╔══

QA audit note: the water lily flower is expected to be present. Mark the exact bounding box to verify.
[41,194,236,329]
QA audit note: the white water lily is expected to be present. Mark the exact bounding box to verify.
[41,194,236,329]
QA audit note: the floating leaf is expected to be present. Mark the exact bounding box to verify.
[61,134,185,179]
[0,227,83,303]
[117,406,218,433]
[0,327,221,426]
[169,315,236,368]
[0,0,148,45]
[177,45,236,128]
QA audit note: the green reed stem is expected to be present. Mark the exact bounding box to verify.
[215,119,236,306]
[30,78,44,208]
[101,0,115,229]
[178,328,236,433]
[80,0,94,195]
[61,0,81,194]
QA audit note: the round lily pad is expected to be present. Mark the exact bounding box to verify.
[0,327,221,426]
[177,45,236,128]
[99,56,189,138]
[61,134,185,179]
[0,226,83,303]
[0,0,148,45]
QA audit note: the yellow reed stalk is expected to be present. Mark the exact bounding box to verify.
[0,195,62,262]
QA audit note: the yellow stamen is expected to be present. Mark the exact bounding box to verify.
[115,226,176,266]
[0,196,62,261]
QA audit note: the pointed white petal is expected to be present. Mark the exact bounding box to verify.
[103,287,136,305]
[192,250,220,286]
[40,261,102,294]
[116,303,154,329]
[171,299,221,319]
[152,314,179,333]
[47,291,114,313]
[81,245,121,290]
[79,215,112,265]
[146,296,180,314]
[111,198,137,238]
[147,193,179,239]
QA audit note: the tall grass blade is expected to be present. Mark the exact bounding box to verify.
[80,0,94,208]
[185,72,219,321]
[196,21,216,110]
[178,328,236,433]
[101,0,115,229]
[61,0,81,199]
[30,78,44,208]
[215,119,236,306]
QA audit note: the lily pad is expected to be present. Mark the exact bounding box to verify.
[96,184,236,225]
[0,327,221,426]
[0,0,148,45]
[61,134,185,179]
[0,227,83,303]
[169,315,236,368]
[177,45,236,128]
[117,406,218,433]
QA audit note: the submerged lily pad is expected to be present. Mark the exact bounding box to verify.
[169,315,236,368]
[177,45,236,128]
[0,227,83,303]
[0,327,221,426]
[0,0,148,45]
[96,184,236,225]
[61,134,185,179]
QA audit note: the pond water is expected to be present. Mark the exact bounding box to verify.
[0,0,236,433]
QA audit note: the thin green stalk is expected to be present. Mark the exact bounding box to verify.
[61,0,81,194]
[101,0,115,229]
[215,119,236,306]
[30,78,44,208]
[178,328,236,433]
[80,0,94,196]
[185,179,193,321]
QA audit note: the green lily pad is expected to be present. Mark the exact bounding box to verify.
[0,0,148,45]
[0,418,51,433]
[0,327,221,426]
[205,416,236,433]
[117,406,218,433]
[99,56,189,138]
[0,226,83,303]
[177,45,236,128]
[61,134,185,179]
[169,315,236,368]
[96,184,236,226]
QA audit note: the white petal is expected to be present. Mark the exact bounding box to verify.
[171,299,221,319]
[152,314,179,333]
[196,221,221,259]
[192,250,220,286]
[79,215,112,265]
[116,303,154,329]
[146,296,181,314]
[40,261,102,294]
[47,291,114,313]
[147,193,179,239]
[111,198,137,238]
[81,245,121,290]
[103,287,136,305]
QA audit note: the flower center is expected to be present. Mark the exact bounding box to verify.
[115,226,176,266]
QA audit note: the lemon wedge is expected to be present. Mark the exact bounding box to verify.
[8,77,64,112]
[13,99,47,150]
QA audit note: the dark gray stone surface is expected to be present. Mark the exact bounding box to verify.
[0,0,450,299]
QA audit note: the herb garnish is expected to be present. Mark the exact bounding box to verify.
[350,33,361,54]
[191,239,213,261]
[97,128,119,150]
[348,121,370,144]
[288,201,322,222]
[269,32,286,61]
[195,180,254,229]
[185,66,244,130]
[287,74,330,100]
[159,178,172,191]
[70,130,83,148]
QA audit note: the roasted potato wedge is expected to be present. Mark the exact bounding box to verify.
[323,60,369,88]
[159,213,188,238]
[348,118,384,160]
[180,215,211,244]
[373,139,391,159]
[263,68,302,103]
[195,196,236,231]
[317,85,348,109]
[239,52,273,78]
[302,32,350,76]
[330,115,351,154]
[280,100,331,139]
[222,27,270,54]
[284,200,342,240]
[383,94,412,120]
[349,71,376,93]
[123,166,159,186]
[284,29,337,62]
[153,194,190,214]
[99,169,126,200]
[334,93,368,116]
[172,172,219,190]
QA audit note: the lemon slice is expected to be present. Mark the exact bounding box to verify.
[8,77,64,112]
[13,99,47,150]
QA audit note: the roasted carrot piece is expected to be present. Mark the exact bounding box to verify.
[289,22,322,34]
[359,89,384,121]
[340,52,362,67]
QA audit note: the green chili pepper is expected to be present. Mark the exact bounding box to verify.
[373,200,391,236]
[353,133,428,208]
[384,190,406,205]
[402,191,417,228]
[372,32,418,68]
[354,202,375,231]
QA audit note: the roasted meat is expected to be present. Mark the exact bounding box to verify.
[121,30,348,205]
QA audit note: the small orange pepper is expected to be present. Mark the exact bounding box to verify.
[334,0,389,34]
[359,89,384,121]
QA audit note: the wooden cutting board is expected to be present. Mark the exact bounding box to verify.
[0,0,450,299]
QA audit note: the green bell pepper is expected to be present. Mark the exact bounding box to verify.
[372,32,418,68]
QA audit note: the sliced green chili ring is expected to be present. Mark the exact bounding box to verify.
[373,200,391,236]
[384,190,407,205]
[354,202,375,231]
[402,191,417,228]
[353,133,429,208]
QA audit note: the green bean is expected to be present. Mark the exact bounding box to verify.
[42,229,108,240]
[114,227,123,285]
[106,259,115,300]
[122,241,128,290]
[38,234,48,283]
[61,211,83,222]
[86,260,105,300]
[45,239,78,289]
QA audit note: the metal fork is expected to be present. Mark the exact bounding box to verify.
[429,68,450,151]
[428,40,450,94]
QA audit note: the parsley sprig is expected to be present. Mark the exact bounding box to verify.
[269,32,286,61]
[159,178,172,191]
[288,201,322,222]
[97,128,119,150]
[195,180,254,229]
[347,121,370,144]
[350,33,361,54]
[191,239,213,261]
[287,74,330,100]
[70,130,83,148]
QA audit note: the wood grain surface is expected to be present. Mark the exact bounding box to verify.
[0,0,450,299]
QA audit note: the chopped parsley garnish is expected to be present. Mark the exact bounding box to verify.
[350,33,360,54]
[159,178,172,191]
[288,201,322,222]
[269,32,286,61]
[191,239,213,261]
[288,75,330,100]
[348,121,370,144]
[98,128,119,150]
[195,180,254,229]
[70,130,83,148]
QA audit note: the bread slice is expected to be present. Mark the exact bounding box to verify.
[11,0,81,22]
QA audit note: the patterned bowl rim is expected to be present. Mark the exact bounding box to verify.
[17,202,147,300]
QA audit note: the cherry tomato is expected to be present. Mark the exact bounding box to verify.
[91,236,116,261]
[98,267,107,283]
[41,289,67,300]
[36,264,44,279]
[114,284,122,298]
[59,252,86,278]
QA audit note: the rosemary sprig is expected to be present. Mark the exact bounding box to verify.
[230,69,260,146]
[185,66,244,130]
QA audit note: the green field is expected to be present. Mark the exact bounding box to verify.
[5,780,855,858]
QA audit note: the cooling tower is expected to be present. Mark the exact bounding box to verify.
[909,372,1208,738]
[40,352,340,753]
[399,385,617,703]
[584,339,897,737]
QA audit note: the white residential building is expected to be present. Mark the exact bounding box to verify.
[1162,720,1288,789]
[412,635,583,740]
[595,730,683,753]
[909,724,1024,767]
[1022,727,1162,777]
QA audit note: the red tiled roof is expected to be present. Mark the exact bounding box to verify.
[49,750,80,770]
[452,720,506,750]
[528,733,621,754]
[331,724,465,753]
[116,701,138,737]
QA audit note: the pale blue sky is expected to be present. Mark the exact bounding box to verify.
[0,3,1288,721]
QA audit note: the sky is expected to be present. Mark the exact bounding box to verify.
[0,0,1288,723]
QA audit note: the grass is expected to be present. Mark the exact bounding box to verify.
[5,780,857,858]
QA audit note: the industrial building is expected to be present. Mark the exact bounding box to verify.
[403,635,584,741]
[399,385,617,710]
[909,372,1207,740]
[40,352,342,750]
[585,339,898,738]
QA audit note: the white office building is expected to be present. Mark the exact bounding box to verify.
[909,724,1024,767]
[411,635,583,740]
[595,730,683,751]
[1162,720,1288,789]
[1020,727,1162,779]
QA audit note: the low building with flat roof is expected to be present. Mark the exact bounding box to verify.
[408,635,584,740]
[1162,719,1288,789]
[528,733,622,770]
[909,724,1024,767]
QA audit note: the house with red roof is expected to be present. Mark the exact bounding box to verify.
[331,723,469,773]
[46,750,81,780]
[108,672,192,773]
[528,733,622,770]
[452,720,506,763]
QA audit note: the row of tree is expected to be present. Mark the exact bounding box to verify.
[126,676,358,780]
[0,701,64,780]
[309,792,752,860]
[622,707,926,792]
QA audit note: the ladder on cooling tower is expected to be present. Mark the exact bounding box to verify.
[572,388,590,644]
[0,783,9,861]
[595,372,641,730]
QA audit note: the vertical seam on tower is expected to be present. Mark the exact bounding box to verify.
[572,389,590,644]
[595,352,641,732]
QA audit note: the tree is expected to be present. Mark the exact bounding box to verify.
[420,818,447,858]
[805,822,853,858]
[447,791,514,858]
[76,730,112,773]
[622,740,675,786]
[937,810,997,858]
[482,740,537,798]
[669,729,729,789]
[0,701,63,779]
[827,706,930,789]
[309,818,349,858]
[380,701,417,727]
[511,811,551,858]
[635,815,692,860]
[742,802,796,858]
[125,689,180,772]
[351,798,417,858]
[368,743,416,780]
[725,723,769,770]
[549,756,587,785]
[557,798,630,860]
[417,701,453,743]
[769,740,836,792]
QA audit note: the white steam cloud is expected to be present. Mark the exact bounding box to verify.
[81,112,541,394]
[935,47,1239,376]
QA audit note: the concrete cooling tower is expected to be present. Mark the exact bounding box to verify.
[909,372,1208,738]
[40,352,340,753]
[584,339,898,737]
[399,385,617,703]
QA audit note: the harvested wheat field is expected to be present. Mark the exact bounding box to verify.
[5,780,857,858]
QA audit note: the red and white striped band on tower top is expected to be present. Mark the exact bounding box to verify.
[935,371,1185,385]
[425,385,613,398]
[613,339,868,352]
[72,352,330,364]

╚══

# The request
Update the data from the line containing "QA audit note: the lemon slice" through the line containing "[353,133,429,208]" by replacing "cutting board" with "chopping board", with no other changes. Return only those lines.

# Answer for the task
QA audit note: the lemon slice is expected to be present. Mark the exact bounding box to verify.
[8,77,64,112]
[13,99,47,150]
QA audit note: the roasted carrot piece is expected to be present. Mark the exact bounding box to verify.
[289,22,322,34]
[359,89,384,121]
[340,52,362,67]
QA audit note: the green chili pepper is expected to be present. Mark the exact bounding box to verify.
[373,200,391,236]
[353,133,428,208]
[384,190,406,205]
[402,191,417,228]
[372,32,418,68]
[354,202,375,231]
QA audit note: the roasted meat is expected to be present. Mark the exact bounding box to verify.
[121,30,348,205]
QA audit note: the small orange pepper is expected to be present. Mark the exact bounding box to verify.
[334,0,389,34]
[359,89,384,121]
QA audit note: the wooden chopping board is expected to be present. Mark the exact bounding box to verify.
[0,0,450,299]
QA audit note: the green bell pepper is expected to be present. Mark the exact bounding box to verify.
[372,32,418,68]
QA audit note: the sliced green chili ring is expected to be present. Mark the exact bounding box to verify.
[373,200,391,236]
[384,190,407,205]
[354,202,375,231]
[402,191,417,228]
[353,133,429,208]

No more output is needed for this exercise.